Exercice court 1: Pouvez-vous résumer en deux phrases l'extrait sur les cabinets de conseil en stratégie ?

Extrait fourni:
Intégrer un cabinet de conseil en stratégie : un symbole de réussite de plus en plus questionné

Autant fantasmés que convoités, les cabinets de conseil embauchent chaque année des centaines de jeunes diplômés des meilleurs masters, prêts à insérer sur leur CV, une ligne qui fera à jamais la différence. Cet objectif ne s'atteint qu'au prix d'une grande abnégation au profit de l'entreprise.

Le milieu du conseil incarne, aux yeux de beaucoup de jeunes, un passage obligé pour parachever une formation dite d'excellence.
Le milieu du conseil incarne, aux yeux de beaucoup de jeunes, un passage obligé pour parachever une formation dite d'excellence. (Unsplash)

Données d'entrée:

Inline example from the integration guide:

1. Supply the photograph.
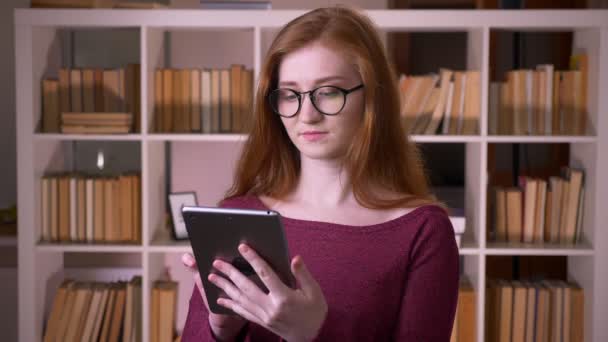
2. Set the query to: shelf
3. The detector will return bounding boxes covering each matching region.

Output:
[410,135,482,143]
[0,236,17,247]
[34,133,142,141]
[486,135,597,144]
[146,133,247,142]
[484,242,594,256]
[36,242,143,253]
[29,133,597,143]
[15,9,606,31]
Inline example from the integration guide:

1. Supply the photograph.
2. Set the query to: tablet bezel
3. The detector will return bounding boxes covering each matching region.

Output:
[182,206,295,314]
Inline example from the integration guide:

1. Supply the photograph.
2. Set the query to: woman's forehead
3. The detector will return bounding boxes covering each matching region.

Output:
[279,43,355,81]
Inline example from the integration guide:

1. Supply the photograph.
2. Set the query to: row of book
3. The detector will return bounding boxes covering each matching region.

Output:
[489,54,588,135]
[495,168,585,244]
[30,0,169,9]
[40,174,141,243]
[154,64,253,133]
[150,280,179,342]
[399,69,481,135]
[44,276,142,342]
[61,112,133,134]
[450,277,477,342]
[41,64,141,133]
[486,280,585,342]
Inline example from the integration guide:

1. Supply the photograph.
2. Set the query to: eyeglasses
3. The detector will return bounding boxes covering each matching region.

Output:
[268,84,363,118]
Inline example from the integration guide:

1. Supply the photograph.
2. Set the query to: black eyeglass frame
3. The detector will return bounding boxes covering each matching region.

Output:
[266,83,364,118]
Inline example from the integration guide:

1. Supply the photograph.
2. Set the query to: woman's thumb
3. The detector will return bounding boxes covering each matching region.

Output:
[291,255,319,297]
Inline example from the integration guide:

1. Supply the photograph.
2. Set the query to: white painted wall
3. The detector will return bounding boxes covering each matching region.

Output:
[0,0,29,341]
[0,0,29,208]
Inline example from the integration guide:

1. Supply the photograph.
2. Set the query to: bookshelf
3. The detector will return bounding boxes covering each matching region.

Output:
[15,9,608,341]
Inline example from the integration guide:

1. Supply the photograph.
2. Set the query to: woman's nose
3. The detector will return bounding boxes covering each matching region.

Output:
[298,93,323,123]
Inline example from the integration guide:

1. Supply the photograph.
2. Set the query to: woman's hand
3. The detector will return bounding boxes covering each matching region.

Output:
[208,244,327,342]
[182,253,247,341]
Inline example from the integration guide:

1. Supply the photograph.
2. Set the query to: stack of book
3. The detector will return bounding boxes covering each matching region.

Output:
[61,113,133,134]
[399,69,481,135]
[494,168,585,244]
[44,276,142,342]
[486,280,585,342]
[433,186,467,248]
[154,64,253,133]
[150,280,177,342]
[41,64,141,134]
[450,277,477,342]
[40,174,141,243]
[489,54,588,135]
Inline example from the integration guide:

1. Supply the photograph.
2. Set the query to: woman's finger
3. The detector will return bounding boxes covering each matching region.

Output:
[239,244,289,296]
[182,253,198,271]
[291,255,321,298]
[217,298,264,326]
[207,273,266,319]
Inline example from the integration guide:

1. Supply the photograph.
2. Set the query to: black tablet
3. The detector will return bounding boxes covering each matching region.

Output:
[182,206,295,314]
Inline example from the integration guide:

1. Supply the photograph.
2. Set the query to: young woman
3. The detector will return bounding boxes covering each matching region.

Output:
[182,7,459,342]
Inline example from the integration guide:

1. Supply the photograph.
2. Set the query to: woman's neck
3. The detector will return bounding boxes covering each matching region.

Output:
[289,156,356,208]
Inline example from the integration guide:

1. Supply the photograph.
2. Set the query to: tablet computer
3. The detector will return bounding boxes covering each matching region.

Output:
[182,206,295,314]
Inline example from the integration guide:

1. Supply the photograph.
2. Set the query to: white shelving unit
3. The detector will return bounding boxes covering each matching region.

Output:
[15,9,608,341]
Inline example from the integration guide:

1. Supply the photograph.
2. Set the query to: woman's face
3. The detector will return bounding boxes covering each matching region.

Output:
[278,43,365,159]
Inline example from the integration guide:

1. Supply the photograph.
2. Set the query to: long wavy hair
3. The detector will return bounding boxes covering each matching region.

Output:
[225,6,436,209]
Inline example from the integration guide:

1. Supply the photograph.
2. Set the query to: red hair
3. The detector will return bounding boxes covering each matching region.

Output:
[226,6,435,209]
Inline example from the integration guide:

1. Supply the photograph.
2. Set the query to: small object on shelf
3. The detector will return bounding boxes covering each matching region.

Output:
[169,191,197,240]
[114,1,169,9]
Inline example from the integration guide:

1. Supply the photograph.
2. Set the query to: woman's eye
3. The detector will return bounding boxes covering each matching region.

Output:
[319,89,338,97]
[280,94,298,101]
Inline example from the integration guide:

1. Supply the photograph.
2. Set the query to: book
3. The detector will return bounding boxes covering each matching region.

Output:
[219,69,232,133]
[424,69,452,134]
[41,79,60,133]
[201,70,212,133]
[460,71,481,135]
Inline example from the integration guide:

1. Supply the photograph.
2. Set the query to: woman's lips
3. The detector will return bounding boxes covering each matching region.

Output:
[300,131,327,141]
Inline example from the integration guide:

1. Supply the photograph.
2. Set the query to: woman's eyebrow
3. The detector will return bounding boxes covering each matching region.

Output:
[279,75,346,86]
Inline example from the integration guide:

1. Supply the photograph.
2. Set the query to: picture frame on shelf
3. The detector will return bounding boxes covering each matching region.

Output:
[169,191,197,240]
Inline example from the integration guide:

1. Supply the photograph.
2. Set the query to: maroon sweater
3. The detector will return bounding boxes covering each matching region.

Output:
[182,196,459,342]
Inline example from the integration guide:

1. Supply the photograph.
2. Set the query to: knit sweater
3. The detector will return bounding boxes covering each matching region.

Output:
[182,196,459,342]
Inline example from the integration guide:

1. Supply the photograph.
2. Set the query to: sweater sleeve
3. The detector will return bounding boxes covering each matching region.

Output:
[394,211,459,342]
[182,285,222,342]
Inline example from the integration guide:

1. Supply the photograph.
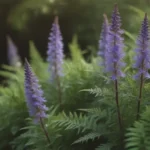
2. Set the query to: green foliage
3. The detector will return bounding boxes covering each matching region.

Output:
[0,35,150,150]
[126,106,150,150]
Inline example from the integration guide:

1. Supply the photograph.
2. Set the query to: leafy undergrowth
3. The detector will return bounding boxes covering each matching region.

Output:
[0,36,150,150]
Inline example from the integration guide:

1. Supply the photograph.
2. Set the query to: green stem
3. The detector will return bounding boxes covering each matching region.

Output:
[136,73,144,120]
[40,117,51,145]
[115,79,122,131]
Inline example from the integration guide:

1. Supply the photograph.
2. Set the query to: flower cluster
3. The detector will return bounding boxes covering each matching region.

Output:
[98,14,109,68]
[102,5,125,80]
[25,60,48,122]
[134,14,150,79]
[47,17,63,81]
[7,36,21,67]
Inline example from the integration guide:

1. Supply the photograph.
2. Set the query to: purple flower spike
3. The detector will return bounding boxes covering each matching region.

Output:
[98,14,109,68]
[7,36,21,67]
[47,17,64,81]
[25,60,48,123]
[105,5,125,80]
[133,14,150,79]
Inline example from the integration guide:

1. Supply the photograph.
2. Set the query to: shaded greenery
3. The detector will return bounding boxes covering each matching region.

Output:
[0,32,150,150]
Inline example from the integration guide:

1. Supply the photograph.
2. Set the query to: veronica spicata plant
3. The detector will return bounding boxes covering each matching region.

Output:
[47,17,64,105]
[105,5,125,129]
[98,14,109,68]
[7,36,21,67]
[134,14,150,119]
[25,60,50,144]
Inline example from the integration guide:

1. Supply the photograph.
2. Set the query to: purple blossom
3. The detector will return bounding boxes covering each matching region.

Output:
[98,14,109,68]
[105,5,125,80]
[133,14,150,79]
[25,60,48,122]
[47,17,64,81]
[7,36,21,67]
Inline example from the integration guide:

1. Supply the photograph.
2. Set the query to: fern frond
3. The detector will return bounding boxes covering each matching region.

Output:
[73,132,101,144]
[95,143,112,150]
[126,107,150,150]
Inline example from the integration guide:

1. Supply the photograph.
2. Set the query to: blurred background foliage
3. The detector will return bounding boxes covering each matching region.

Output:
[0,0,150,63]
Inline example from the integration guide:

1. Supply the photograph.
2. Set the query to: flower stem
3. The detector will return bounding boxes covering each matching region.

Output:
[136,73,144,120]
[57,76,63,108]
[40,117,51,145]
[115,79,122,131]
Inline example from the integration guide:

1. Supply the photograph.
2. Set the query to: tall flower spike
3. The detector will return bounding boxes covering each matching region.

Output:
[133,14,150,79]
[47,17,63,81]
[105,5,125,80]
[25,60,48,122]
[7,36,21,67]
[98,14,109,68]
[134,14,150,119]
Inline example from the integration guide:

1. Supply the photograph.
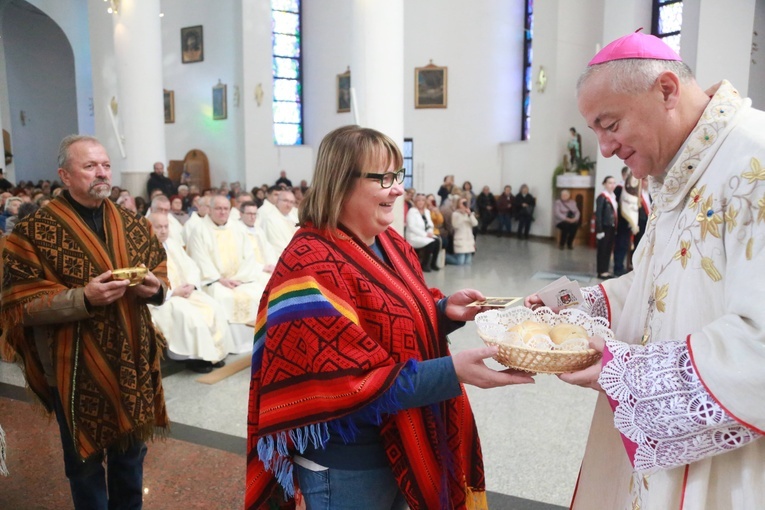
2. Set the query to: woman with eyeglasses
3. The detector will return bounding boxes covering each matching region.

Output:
[245,126,533,510]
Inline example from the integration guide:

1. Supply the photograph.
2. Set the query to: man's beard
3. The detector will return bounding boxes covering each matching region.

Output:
[88,179,112,200]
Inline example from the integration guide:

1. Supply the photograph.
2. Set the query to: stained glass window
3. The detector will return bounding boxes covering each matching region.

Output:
[271,0,303,145]
[521,0,534,140]
[651,0,683,55]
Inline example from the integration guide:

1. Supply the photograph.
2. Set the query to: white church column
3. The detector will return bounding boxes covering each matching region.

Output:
[680,0,756,97]
[351,0,404,233]
[111,0,167,196]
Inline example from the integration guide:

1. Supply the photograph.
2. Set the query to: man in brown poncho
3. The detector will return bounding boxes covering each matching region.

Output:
[0,135,168,509]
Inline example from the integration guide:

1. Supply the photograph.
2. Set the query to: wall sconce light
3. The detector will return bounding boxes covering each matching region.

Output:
[104,0,120,14]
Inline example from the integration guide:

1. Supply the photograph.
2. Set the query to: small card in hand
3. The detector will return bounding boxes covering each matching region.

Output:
[466,298,523,308]
[537,276,584,310]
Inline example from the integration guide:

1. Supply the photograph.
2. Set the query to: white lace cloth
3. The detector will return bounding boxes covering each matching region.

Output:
[598,340,760,474]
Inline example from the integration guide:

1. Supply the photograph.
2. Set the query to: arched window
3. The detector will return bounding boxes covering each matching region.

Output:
[521,0,534,140]
[271,0,303,145]
[651,0,683,55]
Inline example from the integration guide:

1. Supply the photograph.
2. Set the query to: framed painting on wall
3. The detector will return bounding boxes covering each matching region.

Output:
[213,81,228,120]
[337,69,351,113]
[163,89,175,124]
[414,60,447,108]
[181,25,205,64]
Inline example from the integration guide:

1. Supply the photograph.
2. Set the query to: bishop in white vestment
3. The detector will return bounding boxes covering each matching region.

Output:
[552,33,765,510]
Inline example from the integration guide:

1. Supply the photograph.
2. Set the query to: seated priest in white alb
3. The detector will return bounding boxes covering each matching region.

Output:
[239,202,279,275]
[228,191,253,221]
[183,196,210,244]
[187,195,270,352]
[149,213,234,373]
[261,190,297,255]
[255,186,282,228]
[146,195,186,246]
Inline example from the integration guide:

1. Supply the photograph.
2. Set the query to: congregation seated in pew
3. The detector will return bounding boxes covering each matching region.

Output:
[149,213,234,373]
[187,195,270,352]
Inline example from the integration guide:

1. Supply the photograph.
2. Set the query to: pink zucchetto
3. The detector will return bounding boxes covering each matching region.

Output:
[587,28,682,66]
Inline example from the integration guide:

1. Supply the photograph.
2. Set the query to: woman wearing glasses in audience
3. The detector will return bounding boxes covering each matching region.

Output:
[245,126,533,510]
[406,193,441,273]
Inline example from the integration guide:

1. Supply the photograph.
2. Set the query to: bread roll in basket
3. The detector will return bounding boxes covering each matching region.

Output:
[475,307,614,374]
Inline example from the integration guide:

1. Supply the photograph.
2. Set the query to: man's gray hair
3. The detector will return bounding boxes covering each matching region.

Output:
[576,58,695,97]
[151,195,170,212]
[57,135,103,170]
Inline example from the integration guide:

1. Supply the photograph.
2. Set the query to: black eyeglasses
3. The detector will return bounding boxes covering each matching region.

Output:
[358,168,406,189]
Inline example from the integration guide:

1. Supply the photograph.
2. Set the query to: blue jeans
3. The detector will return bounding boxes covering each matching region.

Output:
[51,388,146,510]
[295,464,407,510]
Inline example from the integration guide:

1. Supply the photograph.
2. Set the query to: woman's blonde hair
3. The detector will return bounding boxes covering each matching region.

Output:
[298,126,403,232]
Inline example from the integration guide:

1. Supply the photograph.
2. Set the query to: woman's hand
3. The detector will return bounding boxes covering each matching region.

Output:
[446,289,486,321]
[452,346,535,388]
[558,336,606,391]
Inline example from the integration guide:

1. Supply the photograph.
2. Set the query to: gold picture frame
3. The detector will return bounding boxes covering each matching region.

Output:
[337,69,351,113]
[163,89,175,124]
[213,81,228,120]
[414,60,448,108]
[181,25,205,64]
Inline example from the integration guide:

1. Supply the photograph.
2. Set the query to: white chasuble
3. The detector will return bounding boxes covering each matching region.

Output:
[188,215,270,324]
[150,239,234,363]
[572,81,765,510]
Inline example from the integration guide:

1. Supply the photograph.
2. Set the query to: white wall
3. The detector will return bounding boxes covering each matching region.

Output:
[26,0,94,134]
[303,0,354,148]
[501,0,603,236]
[3,0,77,181]
[680,0,762,97]
[749,0,765,110]
[0,0,94,182]
[404,0,523,193]
[158,0,243,186]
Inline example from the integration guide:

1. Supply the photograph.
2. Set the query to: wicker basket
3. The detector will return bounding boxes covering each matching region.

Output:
[475,307,614,374]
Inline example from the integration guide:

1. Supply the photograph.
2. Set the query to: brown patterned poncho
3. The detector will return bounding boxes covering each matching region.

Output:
[0,196,168,458]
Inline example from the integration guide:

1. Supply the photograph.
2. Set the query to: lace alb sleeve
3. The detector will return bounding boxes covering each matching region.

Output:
[598,340,760,473]
[581,285,608,320]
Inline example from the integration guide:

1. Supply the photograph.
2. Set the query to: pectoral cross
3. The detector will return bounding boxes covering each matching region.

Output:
[640,294,656,345]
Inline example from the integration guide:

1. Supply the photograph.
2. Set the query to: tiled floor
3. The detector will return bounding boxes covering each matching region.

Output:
[0,236,599,510]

Exercice court 2: Combien de lignes des entrées contiennent la chaîne "sweater" ? Répondez uniquement par le nombre.

Corrigé détaillé 1: Autant fantasmés que convoités, les cabinets de conseil recrutent chaque année des centaines de jeunes diplômés des meilleurs masters, prêts à ajouter à leur CV une ligne qui fera la différence, ce qui exige une grande abnégation au profit de l'entreprise. Aux yeux de beaucoup de jeunes, ce milieu est un passage obligé pour parachever une formation dite d'excellence, même si ce symbole de réussite est de plus en plus questionné.

Corrigé détaillé 2: 3